# Fehlende Fensterleiste mit compiz



## tim&struppi (22. Januar 2008)

Hallo alle zusammen,
nutze Suse 10.3 mit KDE und einer Nvidia Grafikkarte.. Habe heute Compiz installiert. Läuft soweit bis auf ein paar "Fehler". Die Fenster besitzen keinen Rahmen mehr. Somit habe ich auch keine Buttons zum vergrößern, schließen und verkleinern. Ein    _nohup metacity --replace &_  in der Konsole unter root bringt mir für diese Session wieder eine Fensterleiste. Wie kann ich dies dauerhaft einrichten, das beim Start die Fensterleisten wieder aktiv sind ? Auch wenn ich das Programm  *Themenverwaltung für Emerald* starte und ein Theme anwähle, wird dieses nicht übernommen. Habe nach wie vor immer ein "Standarttheme". Habe noch keine Lösung über Google gefunden. Hoffe, ihr könnt mir weiterhelfen.
Gruß
Michael


----------



## Sinac (23. Januar 2008)

Also normalerweise liegt das daran, wenn Emerald nicht automatisch gestartet wird, stell es einfach fuer deine Sitzung mit ein und dann sollte es laufen!


----------



## Navy (23. Januar 2008)

Versuchs mal mit:
nohup emerald --replace &

Wenn das läuft, dann solltest Du in der Verwaltung von Compiz die Fensterdekoration einschalten.

Wenn nicht, dann guck nach ob Du auch compiz-emerald und nicht einfach nur emerald installiert hast.

◆ DATENSÄTZE:
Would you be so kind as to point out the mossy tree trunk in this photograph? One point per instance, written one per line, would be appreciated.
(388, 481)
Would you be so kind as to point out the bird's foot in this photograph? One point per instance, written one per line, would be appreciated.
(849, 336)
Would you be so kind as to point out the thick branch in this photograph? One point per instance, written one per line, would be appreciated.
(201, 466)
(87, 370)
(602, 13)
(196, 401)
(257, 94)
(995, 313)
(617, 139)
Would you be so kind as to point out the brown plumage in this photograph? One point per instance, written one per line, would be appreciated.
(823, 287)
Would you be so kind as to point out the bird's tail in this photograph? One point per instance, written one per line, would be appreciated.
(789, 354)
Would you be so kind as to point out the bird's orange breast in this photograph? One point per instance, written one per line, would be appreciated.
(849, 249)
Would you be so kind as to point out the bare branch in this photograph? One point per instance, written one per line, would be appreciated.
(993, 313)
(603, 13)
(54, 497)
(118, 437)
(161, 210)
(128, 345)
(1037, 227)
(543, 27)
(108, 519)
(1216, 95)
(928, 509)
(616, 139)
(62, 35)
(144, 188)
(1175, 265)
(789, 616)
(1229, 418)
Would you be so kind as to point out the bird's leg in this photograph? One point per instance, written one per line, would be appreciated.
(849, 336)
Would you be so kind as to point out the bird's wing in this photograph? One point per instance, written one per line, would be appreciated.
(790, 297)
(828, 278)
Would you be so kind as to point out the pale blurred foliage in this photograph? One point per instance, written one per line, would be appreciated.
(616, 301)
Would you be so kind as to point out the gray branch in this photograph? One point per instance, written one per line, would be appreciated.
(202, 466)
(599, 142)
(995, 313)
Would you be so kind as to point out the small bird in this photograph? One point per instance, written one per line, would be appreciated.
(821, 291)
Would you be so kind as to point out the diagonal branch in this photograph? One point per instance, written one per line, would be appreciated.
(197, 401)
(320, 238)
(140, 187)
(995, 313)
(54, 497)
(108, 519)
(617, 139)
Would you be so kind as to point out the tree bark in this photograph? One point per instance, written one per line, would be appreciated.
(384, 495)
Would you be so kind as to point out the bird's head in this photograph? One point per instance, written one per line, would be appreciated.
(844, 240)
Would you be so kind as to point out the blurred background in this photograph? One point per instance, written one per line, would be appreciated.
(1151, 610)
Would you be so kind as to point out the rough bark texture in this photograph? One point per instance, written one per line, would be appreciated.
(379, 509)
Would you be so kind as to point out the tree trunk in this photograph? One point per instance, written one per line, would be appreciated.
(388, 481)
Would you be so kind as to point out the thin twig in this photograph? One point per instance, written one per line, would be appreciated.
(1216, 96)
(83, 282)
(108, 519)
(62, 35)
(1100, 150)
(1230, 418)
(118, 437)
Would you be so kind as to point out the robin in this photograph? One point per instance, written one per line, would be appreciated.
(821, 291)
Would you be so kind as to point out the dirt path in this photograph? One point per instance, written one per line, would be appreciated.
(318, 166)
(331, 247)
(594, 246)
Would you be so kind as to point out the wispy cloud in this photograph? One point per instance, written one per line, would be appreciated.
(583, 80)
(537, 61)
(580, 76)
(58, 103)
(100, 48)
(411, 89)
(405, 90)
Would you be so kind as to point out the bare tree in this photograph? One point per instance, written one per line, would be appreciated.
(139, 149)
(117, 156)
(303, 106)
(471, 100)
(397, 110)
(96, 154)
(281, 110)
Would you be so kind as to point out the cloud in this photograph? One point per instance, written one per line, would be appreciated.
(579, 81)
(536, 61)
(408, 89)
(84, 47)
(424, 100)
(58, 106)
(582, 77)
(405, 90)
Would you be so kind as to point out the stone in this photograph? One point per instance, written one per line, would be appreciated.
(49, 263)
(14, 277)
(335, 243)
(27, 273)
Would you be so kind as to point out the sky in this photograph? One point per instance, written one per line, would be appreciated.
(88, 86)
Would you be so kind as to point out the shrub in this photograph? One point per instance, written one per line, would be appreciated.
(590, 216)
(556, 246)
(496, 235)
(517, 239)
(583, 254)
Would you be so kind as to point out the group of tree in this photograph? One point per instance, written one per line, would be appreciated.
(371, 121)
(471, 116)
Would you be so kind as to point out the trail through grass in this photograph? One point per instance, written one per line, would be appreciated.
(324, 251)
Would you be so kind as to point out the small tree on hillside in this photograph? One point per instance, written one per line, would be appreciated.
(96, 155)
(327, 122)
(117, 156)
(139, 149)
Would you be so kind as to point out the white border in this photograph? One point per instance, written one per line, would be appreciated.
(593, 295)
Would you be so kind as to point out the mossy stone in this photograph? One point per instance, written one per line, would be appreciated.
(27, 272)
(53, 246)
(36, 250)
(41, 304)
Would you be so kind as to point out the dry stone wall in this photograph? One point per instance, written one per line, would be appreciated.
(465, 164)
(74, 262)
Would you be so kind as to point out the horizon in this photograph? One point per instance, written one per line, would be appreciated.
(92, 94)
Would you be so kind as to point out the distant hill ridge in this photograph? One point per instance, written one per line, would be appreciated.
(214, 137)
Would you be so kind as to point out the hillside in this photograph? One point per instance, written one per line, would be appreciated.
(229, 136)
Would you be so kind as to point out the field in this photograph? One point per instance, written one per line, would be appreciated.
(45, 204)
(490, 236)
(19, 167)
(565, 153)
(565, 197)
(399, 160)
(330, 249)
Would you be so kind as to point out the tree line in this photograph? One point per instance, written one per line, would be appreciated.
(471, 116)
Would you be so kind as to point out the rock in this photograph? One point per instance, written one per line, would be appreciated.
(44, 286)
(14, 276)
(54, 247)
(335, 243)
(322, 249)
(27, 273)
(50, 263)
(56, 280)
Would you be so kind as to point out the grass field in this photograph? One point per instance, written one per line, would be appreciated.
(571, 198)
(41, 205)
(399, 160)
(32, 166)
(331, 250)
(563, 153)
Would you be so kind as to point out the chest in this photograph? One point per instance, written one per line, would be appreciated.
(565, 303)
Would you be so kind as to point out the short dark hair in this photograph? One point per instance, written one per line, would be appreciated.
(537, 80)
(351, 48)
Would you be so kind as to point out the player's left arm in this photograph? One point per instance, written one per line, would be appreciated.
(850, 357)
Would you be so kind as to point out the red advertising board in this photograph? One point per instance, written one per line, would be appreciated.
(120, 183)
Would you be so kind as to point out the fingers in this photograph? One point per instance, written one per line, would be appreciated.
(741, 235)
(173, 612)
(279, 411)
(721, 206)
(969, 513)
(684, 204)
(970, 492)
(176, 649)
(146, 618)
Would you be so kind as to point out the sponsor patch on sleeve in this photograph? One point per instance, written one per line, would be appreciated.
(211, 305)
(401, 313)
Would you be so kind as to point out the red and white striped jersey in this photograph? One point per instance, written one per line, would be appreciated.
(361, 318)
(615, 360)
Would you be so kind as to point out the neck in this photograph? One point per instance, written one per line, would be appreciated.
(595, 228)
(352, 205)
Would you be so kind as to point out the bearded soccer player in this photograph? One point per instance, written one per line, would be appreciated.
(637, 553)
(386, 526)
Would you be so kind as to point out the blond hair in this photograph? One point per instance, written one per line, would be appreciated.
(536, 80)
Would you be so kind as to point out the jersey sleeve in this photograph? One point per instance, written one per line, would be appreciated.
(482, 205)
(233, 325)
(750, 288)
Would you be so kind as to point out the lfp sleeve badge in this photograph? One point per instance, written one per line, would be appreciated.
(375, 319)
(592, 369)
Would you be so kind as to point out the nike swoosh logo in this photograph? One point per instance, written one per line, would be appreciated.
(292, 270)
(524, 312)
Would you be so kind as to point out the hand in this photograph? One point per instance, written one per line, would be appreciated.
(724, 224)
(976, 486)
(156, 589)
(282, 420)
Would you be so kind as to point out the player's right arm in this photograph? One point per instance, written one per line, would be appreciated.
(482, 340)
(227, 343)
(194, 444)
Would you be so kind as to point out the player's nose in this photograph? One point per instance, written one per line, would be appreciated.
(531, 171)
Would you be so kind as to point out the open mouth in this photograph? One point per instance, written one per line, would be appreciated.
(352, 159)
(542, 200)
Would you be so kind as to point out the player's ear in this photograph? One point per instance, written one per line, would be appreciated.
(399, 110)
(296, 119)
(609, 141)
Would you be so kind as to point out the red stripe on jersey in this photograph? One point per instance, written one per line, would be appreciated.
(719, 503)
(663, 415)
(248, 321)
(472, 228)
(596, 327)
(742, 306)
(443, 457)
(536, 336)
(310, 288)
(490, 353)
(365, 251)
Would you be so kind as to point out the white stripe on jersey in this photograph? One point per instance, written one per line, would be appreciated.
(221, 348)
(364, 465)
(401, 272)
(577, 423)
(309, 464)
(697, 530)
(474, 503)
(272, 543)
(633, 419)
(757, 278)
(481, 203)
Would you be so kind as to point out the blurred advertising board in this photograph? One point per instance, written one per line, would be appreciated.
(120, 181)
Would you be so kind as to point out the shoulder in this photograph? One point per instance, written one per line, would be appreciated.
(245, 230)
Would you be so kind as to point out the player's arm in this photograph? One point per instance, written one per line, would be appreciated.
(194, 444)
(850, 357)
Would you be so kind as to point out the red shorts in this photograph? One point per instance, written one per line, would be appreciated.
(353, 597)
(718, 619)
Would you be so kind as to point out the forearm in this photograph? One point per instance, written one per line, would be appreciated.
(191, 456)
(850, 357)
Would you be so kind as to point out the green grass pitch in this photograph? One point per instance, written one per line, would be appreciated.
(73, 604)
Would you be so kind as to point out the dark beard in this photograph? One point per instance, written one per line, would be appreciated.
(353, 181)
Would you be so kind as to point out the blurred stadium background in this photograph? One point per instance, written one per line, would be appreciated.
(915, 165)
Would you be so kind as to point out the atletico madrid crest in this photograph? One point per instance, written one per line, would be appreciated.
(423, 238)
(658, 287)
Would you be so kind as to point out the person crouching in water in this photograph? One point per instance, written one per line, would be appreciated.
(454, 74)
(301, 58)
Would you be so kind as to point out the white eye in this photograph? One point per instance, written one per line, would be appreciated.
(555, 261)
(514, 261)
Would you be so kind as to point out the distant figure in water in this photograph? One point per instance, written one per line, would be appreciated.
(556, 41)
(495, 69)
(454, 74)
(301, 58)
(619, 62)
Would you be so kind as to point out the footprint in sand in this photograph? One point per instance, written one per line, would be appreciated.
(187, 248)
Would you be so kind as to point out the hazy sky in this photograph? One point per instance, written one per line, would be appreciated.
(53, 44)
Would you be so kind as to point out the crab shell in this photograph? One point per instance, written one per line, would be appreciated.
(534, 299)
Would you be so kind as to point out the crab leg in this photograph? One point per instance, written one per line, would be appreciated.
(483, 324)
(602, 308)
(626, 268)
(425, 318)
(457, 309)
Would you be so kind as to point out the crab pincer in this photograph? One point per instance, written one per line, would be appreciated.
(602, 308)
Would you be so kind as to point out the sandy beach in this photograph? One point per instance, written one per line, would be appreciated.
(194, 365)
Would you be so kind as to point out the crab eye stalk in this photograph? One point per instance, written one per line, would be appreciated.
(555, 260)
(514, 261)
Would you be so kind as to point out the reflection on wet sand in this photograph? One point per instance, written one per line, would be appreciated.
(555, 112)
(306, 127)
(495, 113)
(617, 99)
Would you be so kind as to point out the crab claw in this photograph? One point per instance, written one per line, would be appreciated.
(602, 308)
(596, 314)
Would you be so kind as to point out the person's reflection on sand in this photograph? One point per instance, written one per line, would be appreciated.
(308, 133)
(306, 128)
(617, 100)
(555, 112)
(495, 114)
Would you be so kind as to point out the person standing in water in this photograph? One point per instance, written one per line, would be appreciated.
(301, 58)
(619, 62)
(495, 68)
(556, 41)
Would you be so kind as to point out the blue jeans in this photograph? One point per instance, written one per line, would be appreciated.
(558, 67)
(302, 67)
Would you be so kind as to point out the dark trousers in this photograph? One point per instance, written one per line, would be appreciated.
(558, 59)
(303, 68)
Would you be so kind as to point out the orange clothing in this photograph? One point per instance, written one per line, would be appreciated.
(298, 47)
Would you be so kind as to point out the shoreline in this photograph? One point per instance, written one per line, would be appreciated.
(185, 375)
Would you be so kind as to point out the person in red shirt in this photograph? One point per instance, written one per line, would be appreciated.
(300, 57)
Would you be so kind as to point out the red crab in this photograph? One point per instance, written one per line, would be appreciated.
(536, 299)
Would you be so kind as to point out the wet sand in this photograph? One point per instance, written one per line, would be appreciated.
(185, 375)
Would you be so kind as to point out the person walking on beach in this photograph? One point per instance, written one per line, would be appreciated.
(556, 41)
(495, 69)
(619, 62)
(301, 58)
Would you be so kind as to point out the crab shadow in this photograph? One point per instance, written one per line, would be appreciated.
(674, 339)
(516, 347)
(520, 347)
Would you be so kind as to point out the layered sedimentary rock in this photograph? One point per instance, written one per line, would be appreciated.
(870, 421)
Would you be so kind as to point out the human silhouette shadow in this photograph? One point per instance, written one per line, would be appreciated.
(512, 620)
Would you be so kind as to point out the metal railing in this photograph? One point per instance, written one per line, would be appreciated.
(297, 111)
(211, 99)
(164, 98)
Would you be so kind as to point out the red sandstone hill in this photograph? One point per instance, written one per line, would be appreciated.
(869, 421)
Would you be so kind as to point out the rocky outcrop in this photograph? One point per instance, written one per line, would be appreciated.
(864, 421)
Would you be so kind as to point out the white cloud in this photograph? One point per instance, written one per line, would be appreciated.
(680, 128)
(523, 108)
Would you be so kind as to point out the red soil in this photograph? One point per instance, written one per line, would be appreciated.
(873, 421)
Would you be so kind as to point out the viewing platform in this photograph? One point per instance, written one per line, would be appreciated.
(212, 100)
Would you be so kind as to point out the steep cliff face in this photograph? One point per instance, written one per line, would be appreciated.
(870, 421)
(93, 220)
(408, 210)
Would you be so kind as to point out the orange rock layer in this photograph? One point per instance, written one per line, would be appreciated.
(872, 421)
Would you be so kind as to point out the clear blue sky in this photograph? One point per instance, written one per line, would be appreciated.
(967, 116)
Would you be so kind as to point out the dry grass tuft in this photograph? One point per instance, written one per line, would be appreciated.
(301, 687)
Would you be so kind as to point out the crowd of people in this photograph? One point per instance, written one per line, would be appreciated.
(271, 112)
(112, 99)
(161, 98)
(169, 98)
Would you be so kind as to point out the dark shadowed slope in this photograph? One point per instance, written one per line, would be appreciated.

◆ AUFGABE: Ändere im Forenthread über Compiz den Abschnitt von „Wenn das läuft, dann“ bis einschließlich „emerald installiert hast.“, indem du „Fensterdekoration“ durch „Fensterrahmen“ ersetzt, und gib den Abschnitt wieder. Stütze dich ausschließlich auf den Forenthread.

◆ ANTWORT:
Wenn das läuft, dann solltest Du in der Verwaltung von Compiz die Fensterrahmen einschalten.

Wenn nicht, dann guck nach ob Du auch compiz-emerald und nicht einfach nur emerald installiert hast.